▶ [TASK GOAL] Tally how many lines of the material below contain the string "green", where case counts. Reply with the number alone.

_ _ _

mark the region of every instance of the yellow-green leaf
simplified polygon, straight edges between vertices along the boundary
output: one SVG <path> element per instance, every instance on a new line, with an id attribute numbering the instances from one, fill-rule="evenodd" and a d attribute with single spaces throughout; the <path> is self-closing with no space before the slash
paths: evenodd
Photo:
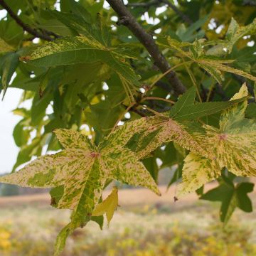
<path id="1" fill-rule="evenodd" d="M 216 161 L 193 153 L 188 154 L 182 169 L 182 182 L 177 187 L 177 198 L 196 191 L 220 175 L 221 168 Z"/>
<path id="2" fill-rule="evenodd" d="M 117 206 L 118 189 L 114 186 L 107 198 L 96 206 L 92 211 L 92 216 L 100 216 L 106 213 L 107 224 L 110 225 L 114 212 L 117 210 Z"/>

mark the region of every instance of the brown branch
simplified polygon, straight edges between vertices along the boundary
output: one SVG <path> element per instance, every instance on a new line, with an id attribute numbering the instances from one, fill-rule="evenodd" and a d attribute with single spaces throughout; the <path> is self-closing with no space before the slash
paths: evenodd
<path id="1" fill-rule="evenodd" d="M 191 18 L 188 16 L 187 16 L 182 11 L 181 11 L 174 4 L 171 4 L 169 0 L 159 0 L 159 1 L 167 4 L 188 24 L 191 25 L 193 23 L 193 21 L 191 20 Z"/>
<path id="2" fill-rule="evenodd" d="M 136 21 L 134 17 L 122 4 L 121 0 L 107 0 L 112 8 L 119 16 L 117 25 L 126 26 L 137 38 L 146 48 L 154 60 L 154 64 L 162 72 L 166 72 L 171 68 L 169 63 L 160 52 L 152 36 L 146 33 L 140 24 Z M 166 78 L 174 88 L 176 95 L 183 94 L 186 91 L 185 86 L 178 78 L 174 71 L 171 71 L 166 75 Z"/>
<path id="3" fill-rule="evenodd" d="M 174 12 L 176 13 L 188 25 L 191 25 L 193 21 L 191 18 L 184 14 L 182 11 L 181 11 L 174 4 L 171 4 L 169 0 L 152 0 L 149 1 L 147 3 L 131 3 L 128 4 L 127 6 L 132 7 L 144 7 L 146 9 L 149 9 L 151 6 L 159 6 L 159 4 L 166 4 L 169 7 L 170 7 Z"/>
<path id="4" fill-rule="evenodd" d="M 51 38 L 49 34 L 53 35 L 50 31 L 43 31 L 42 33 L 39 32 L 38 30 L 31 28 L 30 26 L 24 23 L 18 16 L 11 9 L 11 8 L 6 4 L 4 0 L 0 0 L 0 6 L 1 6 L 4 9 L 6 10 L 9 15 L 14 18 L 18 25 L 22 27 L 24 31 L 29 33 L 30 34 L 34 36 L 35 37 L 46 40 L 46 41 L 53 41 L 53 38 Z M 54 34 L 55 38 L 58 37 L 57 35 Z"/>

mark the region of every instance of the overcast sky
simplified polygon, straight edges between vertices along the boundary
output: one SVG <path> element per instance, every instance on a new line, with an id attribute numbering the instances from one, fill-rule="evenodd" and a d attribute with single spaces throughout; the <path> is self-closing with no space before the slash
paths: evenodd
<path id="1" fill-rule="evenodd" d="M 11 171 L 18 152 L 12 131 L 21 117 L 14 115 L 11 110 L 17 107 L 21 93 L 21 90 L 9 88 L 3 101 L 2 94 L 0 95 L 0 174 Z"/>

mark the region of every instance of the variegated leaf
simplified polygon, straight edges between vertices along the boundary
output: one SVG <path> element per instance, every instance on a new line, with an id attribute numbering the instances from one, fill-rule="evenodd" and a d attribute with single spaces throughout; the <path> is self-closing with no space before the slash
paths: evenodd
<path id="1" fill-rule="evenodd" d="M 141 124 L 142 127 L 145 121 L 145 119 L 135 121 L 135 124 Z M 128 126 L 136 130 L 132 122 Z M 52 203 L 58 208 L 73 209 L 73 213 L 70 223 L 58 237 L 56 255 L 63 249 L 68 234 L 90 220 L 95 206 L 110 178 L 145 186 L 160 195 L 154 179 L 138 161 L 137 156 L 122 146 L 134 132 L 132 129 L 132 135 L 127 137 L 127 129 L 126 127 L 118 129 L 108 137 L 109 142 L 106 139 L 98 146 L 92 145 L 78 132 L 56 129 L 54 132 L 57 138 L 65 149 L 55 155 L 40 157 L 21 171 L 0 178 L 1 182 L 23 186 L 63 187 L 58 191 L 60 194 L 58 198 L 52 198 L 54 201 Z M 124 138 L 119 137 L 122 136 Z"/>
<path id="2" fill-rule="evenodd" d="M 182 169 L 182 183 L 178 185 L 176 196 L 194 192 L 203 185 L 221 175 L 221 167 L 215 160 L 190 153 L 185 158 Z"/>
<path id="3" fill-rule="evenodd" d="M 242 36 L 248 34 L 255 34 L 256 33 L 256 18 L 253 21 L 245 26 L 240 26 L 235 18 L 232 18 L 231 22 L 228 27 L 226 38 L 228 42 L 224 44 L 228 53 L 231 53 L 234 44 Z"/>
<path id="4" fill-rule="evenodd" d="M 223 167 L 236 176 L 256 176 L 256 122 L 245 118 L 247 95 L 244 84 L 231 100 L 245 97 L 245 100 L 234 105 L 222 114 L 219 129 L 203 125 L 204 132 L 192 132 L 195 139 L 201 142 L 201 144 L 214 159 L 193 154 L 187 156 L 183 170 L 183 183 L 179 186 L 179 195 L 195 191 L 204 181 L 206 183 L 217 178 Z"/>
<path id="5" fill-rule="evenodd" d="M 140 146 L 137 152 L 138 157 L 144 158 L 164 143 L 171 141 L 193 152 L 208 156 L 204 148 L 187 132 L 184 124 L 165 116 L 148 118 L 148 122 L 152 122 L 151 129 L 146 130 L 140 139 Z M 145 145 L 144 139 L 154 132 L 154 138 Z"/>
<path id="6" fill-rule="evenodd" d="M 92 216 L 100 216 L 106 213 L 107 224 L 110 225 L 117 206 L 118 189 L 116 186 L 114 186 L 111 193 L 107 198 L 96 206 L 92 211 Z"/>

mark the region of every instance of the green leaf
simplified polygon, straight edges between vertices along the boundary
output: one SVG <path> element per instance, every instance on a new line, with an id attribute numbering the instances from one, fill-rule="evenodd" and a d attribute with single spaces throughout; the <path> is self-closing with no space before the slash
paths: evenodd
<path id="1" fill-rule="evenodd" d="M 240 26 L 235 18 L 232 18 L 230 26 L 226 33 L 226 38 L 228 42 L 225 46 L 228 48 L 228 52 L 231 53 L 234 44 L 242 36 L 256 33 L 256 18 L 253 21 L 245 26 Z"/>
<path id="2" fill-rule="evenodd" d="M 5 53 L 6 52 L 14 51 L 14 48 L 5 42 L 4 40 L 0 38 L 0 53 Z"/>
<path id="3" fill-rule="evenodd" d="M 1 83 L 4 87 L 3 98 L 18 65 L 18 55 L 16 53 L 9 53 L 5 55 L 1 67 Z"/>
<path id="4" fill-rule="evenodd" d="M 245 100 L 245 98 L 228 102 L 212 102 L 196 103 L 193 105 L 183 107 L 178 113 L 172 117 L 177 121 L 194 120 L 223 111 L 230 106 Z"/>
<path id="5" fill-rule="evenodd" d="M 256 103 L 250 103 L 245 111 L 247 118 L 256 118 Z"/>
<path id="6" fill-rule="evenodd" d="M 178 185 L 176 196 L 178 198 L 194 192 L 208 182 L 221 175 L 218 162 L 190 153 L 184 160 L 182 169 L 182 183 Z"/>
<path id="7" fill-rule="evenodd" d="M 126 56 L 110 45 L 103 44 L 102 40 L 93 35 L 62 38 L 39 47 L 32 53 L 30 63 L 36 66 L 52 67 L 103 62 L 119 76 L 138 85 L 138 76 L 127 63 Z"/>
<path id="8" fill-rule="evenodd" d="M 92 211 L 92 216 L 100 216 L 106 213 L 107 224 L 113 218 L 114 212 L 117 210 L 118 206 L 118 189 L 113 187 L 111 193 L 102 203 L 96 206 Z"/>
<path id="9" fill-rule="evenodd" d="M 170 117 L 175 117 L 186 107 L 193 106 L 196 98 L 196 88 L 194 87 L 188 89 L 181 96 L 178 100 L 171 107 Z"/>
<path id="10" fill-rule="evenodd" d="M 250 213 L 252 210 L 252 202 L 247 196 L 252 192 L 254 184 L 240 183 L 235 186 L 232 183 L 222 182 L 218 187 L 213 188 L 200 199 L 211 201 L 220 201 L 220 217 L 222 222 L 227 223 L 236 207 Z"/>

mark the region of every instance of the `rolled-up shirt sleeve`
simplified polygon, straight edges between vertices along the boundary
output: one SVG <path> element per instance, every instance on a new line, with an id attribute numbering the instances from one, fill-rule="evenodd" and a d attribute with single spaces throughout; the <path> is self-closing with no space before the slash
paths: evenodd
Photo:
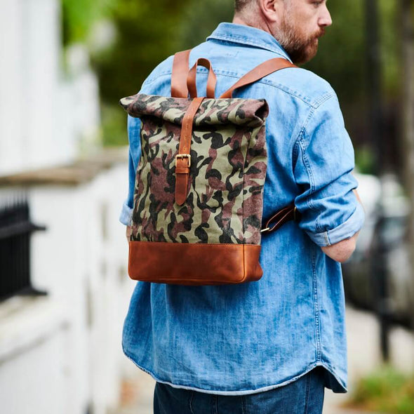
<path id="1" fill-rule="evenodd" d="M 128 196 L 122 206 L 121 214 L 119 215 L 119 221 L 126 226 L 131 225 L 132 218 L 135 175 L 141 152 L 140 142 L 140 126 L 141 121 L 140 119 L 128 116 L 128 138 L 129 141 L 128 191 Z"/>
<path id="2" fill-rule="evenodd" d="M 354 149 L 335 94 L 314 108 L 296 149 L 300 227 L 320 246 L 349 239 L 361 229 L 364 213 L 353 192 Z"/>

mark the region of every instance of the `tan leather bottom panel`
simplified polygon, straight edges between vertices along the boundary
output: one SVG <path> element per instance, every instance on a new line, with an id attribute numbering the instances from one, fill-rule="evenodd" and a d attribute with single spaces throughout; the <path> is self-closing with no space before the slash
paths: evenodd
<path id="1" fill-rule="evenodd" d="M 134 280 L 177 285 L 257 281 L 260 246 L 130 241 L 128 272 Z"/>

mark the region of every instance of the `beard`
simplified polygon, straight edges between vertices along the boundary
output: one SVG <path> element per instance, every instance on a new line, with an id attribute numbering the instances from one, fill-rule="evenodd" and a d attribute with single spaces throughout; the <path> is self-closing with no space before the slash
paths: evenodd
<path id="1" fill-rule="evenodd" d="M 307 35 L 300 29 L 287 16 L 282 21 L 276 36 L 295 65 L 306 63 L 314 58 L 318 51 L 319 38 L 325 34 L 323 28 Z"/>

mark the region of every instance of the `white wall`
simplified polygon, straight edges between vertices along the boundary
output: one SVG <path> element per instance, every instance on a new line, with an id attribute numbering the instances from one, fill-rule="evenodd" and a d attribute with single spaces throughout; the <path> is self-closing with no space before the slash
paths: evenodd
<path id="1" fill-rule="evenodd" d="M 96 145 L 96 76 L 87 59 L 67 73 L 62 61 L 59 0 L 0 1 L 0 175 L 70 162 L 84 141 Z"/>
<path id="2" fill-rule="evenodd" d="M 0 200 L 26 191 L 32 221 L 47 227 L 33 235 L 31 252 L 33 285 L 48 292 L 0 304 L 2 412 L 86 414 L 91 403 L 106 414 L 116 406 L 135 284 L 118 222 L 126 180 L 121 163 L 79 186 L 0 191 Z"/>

_ _ _

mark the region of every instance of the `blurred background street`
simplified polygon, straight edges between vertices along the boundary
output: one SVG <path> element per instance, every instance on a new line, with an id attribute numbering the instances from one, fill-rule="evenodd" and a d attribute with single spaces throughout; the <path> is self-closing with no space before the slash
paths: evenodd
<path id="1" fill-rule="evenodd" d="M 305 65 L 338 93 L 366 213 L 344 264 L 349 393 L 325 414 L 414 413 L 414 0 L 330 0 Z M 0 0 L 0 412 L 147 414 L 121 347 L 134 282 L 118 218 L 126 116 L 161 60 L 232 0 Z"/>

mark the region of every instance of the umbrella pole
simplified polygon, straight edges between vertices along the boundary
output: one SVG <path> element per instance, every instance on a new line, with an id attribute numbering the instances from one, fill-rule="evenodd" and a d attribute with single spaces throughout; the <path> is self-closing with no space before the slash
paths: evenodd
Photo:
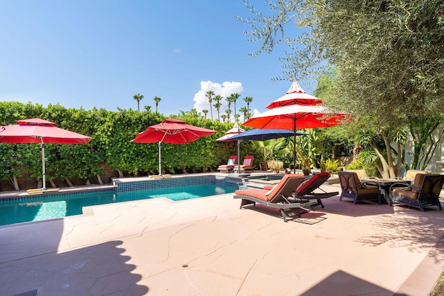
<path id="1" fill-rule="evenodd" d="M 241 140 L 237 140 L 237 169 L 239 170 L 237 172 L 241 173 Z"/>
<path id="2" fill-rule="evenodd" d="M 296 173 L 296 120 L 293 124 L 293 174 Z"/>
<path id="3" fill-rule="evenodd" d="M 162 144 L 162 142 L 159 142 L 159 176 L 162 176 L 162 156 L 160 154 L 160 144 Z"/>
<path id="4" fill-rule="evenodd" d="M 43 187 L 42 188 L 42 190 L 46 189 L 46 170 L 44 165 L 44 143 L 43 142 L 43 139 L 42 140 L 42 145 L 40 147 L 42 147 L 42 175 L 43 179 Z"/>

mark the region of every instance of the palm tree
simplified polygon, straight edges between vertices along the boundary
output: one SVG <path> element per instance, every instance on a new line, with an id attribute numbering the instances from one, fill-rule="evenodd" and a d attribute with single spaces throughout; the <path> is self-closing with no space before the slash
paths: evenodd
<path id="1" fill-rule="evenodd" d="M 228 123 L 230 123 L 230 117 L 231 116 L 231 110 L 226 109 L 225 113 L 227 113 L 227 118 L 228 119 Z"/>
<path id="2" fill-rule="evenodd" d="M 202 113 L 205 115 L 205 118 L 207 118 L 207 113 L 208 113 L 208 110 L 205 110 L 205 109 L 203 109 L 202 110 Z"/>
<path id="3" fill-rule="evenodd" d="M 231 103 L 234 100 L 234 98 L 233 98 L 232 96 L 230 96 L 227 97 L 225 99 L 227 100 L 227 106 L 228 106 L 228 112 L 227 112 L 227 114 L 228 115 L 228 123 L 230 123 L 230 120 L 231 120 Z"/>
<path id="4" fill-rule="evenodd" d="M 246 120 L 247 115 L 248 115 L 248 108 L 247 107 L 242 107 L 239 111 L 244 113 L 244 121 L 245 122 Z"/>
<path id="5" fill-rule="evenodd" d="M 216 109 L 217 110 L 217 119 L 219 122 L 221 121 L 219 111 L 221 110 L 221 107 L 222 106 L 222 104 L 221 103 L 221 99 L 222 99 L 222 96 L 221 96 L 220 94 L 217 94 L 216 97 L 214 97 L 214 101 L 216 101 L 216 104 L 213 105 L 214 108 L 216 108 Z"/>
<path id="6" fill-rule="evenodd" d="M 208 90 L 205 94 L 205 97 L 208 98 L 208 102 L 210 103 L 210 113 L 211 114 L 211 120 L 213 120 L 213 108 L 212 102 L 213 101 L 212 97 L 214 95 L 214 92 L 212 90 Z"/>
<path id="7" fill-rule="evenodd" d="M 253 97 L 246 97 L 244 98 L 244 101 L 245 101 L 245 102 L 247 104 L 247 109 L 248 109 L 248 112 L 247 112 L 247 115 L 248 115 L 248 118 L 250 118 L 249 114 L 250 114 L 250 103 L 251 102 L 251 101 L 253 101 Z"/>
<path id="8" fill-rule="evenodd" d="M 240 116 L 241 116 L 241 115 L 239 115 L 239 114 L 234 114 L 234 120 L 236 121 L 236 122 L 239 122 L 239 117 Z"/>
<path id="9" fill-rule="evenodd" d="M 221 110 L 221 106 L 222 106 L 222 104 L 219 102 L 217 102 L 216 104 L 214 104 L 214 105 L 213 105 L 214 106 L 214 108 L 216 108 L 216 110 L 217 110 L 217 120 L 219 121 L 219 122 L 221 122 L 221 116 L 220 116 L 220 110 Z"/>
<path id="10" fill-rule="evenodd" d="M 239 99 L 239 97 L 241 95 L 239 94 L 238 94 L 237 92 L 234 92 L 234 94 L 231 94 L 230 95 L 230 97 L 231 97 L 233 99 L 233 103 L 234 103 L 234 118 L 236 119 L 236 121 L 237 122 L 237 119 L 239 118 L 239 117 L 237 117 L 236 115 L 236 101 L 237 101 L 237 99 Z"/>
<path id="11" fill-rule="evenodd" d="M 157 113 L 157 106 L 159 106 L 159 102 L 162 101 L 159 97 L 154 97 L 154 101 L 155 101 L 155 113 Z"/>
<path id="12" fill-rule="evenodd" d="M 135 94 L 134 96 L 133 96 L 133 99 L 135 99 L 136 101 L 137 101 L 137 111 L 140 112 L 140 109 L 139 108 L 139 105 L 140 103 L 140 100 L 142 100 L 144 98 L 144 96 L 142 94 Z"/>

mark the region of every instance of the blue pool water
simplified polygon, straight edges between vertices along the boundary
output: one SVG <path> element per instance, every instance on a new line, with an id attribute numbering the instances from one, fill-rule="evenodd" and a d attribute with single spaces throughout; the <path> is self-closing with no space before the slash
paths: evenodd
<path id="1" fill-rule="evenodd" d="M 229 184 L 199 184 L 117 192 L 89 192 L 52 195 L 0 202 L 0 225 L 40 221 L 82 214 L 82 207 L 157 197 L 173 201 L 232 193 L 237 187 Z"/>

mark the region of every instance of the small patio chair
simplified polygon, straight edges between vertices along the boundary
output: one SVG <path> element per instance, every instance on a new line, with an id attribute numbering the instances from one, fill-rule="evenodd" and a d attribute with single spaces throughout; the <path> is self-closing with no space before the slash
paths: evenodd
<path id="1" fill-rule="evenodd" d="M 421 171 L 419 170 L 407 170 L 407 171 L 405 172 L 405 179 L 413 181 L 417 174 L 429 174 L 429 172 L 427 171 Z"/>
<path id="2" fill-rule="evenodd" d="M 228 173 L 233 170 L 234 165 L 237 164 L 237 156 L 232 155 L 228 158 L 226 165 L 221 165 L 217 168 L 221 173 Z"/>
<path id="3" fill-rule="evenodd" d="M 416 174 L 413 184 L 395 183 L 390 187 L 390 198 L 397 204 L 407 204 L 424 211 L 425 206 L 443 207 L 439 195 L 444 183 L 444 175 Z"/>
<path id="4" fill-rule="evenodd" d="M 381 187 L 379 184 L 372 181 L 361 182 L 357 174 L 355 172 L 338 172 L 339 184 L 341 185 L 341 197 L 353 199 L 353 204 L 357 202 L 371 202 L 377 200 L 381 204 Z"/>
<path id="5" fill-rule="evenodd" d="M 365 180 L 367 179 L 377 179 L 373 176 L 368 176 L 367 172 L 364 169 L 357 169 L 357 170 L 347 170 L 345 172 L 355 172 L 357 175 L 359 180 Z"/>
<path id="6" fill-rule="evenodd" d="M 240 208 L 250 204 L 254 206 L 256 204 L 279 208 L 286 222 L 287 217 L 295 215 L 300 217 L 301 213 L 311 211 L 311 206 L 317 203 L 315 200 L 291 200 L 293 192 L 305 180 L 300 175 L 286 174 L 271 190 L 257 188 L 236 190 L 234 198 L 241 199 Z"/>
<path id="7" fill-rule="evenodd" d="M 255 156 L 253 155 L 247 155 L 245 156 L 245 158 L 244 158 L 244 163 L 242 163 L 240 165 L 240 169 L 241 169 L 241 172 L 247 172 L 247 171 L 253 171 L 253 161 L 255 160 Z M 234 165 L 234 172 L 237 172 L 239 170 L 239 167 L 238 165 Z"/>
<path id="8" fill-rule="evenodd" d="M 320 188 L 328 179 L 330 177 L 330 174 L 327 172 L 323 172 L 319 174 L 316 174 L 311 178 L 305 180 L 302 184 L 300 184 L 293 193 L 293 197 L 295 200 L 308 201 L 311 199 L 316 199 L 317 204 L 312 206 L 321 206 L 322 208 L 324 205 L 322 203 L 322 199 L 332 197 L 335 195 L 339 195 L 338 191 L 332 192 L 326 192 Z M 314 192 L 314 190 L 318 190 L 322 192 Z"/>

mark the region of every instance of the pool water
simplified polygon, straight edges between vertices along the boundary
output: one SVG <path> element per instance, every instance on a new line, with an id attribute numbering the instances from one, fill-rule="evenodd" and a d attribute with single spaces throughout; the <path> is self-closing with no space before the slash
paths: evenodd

_ _ _

▶ [PROBLEM SOLUTION] 2